Rewrite the data from its start through the line containing "point(3, 44)", keeping the requests and adding -71 to every coordinate in the answers. Omit the pictures from your output.

START DATA ENTRIES

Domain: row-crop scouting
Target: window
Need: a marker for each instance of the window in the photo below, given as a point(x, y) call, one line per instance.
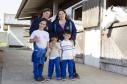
point(77, 13)
point(115, 3)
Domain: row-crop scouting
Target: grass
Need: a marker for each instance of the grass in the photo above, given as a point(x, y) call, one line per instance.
point(3, 44)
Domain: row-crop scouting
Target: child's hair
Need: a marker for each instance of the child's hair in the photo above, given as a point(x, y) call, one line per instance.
point(67, 32)
point(55, 36)
point(43, 19)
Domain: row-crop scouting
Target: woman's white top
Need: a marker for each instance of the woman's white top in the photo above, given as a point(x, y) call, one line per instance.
point(55, 51)
point(68, 50)
point(43, 37)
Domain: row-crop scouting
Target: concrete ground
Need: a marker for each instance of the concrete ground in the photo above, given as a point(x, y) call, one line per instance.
point(17, 69)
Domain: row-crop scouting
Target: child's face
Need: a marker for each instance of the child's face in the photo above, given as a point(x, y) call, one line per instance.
point(42, 25)
point(54, 39)
point(67, 36)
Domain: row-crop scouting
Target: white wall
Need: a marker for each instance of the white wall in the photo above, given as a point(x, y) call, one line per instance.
point(16, 36)
point(92, 47)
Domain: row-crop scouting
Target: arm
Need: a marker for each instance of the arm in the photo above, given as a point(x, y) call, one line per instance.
point(74, 32)
point(33, 38)
point(34, 25)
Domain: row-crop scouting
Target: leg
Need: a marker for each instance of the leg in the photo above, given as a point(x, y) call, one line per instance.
point(36, 71)
point(70, 69)
point(40, 68)
point(63, 69)
point(75, 74)
point(50, 68)
point(57, 66)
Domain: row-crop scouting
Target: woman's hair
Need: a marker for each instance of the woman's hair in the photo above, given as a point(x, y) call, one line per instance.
point(43, 19)
point(45, 10)
point(57, 15)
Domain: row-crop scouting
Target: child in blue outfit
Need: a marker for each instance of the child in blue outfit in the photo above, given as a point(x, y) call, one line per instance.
point(54, 58)
point(41, 39)
point(68, 54)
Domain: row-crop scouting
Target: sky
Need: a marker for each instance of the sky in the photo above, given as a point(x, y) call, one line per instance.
point(8, 6)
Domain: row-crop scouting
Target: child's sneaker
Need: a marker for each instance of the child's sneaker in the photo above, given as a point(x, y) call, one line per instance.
point(63, 79)
point(48, 79)
point(73, 79)
point(58, 78)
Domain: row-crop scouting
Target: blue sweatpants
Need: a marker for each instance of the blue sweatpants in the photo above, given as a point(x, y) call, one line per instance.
point(37, 70)
point(53, 62)
point(70, 68)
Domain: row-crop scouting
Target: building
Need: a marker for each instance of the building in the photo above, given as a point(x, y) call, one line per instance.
point(16, 30)
point(107, 53)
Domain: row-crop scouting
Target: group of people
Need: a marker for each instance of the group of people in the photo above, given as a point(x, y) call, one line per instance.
point(55, 41)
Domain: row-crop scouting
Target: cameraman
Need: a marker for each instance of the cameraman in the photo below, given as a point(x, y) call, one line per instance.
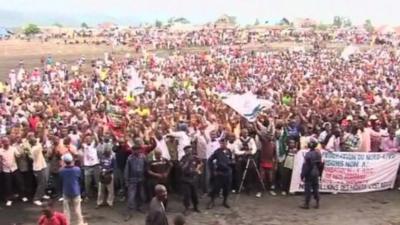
point(245, 147)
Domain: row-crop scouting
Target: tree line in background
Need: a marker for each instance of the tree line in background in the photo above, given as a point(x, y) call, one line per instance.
point(338, 21)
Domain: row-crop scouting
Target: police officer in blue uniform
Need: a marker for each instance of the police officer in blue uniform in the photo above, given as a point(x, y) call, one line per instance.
point(310, 173)
point(220, 163)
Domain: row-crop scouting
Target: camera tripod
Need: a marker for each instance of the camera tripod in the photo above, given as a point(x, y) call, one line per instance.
point(251, 160)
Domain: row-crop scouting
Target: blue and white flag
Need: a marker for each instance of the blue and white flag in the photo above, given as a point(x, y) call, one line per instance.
point(135, 83)
point(247, 105)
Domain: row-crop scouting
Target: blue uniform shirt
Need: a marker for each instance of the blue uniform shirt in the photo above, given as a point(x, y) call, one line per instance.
point(70, 176)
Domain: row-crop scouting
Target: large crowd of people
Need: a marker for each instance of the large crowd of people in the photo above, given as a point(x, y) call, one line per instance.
point(178, 132)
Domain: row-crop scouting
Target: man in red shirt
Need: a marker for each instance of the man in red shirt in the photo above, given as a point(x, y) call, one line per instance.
point(51, 217)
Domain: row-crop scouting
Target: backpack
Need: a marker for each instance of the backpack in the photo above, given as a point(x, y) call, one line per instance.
point(105, 177)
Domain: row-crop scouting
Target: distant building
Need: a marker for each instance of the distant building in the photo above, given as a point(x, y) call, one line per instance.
point(304, 23)
point(5, 33)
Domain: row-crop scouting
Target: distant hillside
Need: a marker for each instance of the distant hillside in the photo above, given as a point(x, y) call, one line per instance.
point(17, 19)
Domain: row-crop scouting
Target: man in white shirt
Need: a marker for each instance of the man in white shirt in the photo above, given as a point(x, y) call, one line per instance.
point(183, 139)
point(162, 145)
point(245, 148)
point(39, 170)
point(91, 164)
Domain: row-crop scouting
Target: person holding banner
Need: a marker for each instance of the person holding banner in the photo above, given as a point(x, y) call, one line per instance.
point(310, 173)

END DATA ENTRIES

SOLUTION TO THIS TASK
Domain: row-crop scouting
Target: window
Need: a marker for each instance of the window in the photo below, given as a point(x, y) call, one line per instance.
point(6, -58)
point(44, -68)
Domain: row-crop scouting
Target: grass
Need: a marker for each instance of the grass in the photo above, given as a point(x, y) call, one line per instance.
point(-68, -27)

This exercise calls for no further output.